## To be done:
[1] List every part of Google's ranking system that the Google search quality post names besides PageRank.
[2] Pull out every line in the records that contains the string "plank".

## Excerpt provided:
"""
Official Google Blog: Introduction to Google Search Quality

栏目:8-转载      31 views      2 枚回复

停用域名将近一个月,被降权了,赶紧贴一篇牛人的文章,就当学习英文。原文:

Search Quality is the name of the team responsible for the ranking of Google search results. Our job is clear: A few hundreds of millions of times a day people will ask Google questions, and within a fraction of a second Google needs to decide which among the billions of pages on the web to show them — and in what order. Lately, we have been doing other things as well. But more on that later.

For something that is used so often by so many people, surprisingly little is known about ranking at Google. This is entirely our fault, and it is by design. We are, to be honest, quite secretive about what we do. There are two reasons for it: competition and abuse. Competition is pretty straightforward. No company wants to share its secret recipes with its competitors. As for abuse, if we make our ranking formulas too accessible, we make it easier for people to game the system. Security by obscurity is never the strongest measure, and we do not rely on it exclusively, but it does prevent a lot of abuse.

The details of the ranking algorithms are in many ways Google’s crown jewels. We are very proud of them and very protective of them. By some estimate, more than one thousand programmer/scientist years have gone directly into their development, and the rate of innovation has not slowed down.

But being completely secretive isn’t ideal, and this blog post is part of a renewed effort to open up a bit more than we have in the past. We will try to periodically tell you about new things, explain old things, give advice, spread news, and engage in conversations. Let me start with some general pieces of information about our group. More blog posts will follow.

I should take a moment to introduce myself. My name is Udi Manber, and I am a VP of engineering at Google in charge of Search Quality. I have been at Google for over two years, and I have been working on search technologies for almost 20 years.

The heart of the group is the team that works on core ranking. Ranking is hard, much harder than most people realize. One reason for this is that languages are inherently ambiguous, and documents do not follow any set of rules. There are really no standards for how to convey information, so we need to be able to understand all web pages, written by anyone, for any reason. And that’s just half of the problem. We also need to understand the queries people pose, which are on average fewer than three words, and map them to our understanding of all documents. Not to mention that different people have different needs. And we have to do all of that in a few milliseconds.

The most famous part of our ranking algorithm is PageRank, an algorithm developed by Larry Page and Sergey Brin, who founded Google. PageRank is still in use today, but it is now a part of a much larger system. Other parts include language models (the ability to handle phrases, synonyms, diacritics, spelling mistakes, and so on), query models (it’s not just the language, it’s how people use it today), time models (some queries are best answered with a 30-minutes old page, and some are better answered with a page that stood the test of time), and personalized models (not all people want the same thing).
"""
## Records:
"""
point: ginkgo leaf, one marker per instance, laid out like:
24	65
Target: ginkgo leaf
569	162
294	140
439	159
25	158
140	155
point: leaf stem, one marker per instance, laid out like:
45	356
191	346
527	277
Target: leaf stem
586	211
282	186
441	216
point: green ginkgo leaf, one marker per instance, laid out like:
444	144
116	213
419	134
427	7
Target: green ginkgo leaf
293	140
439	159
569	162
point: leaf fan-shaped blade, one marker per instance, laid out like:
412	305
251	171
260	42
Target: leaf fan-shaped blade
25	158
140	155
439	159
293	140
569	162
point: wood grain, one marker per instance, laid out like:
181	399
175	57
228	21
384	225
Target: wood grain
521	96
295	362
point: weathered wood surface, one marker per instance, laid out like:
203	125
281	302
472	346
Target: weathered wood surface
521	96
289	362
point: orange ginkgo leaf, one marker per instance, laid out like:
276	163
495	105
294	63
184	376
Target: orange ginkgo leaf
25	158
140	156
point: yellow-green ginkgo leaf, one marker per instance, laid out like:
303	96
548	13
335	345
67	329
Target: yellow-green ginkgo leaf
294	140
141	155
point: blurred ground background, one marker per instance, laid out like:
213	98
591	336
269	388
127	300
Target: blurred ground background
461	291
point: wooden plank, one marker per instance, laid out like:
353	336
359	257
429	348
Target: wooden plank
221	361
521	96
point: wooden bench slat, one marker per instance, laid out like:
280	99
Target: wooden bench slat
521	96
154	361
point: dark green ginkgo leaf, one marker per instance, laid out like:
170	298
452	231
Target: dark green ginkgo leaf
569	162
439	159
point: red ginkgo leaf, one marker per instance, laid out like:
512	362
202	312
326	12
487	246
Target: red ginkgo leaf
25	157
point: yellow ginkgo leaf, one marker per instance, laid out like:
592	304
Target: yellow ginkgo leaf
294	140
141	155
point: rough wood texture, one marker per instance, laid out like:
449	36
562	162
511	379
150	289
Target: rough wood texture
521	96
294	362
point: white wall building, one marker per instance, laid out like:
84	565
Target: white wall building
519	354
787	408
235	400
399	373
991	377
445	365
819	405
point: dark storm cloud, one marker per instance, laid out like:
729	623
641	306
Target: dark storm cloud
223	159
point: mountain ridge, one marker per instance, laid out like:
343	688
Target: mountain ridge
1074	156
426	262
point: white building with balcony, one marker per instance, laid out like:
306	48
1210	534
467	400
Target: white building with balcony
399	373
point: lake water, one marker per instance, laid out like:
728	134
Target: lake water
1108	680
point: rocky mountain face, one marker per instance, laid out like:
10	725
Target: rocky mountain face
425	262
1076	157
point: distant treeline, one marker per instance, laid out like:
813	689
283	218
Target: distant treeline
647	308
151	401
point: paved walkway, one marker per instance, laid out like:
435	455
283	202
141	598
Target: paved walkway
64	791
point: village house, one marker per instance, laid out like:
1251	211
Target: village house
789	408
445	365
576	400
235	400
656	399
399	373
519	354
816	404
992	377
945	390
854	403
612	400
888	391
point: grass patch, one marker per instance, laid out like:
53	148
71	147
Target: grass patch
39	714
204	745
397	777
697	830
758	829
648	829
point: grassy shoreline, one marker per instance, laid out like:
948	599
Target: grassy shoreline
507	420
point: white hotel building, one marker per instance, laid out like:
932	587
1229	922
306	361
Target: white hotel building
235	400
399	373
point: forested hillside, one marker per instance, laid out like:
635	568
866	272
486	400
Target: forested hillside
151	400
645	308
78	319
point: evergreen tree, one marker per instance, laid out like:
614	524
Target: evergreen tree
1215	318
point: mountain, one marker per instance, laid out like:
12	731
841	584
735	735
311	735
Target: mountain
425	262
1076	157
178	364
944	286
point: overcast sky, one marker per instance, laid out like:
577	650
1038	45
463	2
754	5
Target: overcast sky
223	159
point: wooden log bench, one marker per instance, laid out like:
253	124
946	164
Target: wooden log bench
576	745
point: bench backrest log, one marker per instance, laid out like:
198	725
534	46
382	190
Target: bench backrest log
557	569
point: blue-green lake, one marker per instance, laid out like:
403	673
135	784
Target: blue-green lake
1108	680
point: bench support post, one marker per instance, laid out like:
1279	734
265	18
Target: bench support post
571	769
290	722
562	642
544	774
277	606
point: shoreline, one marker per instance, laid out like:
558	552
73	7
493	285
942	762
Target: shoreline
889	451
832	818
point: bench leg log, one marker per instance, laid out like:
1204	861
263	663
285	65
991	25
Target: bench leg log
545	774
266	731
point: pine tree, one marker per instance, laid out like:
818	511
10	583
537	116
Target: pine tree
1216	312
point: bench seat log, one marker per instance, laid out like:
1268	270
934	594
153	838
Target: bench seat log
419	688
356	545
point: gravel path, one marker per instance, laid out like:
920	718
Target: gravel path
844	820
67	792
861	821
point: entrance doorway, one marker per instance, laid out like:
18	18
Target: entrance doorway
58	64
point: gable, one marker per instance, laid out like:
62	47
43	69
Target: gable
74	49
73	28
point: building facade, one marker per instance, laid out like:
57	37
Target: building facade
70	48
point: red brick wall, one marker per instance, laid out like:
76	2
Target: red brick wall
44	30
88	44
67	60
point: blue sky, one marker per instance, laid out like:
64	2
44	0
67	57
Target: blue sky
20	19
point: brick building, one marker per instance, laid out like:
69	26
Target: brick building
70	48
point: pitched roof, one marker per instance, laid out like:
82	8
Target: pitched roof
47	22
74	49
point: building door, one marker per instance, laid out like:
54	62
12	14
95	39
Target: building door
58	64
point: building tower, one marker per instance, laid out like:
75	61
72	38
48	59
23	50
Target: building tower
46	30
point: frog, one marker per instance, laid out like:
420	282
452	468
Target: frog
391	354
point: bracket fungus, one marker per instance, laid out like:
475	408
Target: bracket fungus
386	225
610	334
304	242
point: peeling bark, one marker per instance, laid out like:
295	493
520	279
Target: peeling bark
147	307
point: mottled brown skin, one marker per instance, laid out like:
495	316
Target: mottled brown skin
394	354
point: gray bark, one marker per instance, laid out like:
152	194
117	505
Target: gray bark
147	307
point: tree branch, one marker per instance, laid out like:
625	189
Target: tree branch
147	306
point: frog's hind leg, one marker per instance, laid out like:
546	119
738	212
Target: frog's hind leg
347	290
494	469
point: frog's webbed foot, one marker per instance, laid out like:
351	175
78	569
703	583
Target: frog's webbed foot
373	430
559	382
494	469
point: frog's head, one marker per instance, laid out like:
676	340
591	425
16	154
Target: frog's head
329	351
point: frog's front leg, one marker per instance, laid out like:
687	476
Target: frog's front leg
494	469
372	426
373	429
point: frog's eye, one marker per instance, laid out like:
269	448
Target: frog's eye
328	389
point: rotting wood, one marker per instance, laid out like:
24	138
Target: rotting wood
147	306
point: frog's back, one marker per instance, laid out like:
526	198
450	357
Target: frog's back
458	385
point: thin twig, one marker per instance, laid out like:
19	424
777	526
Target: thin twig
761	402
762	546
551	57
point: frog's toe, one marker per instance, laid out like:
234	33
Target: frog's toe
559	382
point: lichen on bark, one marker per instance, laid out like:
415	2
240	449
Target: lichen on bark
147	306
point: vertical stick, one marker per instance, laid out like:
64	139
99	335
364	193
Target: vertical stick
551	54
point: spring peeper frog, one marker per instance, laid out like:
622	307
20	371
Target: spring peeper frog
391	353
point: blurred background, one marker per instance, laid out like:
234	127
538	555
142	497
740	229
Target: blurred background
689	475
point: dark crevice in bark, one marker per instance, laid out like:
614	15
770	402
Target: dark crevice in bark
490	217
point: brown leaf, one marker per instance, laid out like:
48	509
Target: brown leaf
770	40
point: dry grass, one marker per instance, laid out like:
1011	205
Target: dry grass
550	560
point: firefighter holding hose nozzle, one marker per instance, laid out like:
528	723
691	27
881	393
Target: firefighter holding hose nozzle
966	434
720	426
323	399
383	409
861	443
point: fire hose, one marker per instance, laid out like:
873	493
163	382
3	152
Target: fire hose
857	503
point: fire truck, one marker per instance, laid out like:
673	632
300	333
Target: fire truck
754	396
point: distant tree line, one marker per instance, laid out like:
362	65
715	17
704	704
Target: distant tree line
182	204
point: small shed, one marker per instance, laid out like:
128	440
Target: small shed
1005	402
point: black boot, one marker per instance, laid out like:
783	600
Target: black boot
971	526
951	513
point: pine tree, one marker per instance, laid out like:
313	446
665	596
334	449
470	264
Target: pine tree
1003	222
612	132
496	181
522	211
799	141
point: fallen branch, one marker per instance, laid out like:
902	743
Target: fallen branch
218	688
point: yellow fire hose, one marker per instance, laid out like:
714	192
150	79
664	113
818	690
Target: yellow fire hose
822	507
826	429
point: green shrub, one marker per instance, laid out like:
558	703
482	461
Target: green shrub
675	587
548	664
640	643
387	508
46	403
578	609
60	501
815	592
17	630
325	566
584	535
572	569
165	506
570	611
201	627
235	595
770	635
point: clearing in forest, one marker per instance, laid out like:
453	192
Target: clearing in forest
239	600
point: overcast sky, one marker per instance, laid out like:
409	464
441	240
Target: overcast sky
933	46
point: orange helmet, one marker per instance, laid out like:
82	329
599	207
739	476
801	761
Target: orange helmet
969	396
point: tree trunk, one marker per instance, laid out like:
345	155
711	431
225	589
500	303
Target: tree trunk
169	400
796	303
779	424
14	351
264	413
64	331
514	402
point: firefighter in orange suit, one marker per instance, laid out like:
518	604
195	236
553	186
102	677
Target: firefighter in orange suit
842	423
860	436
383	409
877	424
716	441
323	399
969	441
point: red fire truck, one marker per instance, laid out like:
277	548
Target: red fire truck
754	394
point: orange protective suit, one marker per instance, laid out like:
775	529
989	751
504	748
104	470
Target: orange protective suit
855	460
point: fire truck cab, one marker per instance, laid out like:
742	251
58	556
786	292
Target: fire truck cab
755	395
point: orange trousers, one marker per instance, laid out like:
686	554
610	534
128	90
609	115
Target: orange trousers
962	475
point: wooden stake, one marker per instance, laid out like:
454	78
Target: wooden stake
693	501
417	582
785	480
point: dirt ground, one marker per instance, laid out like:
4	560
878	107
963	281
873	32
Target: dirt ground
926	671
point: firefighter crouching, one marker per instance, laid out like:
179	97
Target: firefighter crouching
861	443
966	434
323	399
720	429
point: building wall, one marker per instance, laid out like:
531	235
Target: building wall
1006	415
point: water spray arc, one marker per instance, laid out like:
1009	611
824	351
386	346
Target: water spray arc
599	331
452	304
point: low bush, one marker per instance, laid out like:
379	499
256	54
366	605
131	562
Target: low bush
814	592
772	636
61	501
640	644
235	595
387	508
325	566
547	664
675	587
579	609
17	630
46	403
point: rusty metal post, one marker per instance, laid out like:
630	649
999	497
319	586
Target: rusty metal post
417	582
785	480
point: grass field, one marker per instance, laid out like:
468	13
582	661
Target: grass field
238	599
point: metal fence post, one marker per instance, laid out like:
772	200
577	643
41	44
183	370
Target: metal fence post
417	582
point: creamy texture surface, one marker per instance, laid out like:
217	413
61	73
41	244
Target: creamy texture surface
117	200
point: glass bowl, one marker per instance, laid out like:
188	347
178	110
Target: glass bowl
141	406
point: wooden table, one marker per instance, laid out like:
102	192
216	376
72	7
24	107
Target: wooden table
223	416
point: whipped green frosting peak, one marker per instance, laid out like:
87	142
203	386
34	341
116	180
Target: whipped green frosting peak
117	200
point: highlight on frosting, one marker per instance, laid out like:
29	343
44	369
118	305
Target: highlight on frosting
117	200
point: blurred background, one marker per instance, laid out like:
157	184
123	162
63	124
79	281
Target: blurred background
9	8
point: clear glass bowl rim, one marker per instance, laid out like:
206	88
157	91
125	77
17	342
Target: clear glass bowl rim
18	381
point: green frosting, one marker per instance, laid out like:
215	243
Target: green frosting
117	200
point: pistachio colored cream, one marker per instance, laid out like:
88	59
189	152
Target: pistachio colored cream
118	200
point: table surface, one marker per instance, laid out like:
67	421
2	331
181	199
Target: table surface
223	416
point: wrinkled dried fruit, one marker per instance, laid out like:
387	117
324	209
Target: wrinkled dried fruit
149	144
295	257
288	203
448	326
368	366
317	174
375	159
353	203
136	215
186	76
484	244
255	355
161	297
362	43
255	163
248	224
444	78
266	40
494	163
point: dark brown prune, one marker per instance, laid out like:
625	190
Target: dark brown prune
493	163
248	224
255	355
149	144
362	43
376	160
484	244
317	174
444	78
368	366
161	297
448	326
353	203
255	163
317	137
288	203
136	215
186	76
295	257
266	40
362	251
"""
## Answers in order:
[1]
- Language models
- Query models
- Time models
- Personalized models

[2]
point: wooden plank, one marker per instance, laid out like:
Target: wooden plank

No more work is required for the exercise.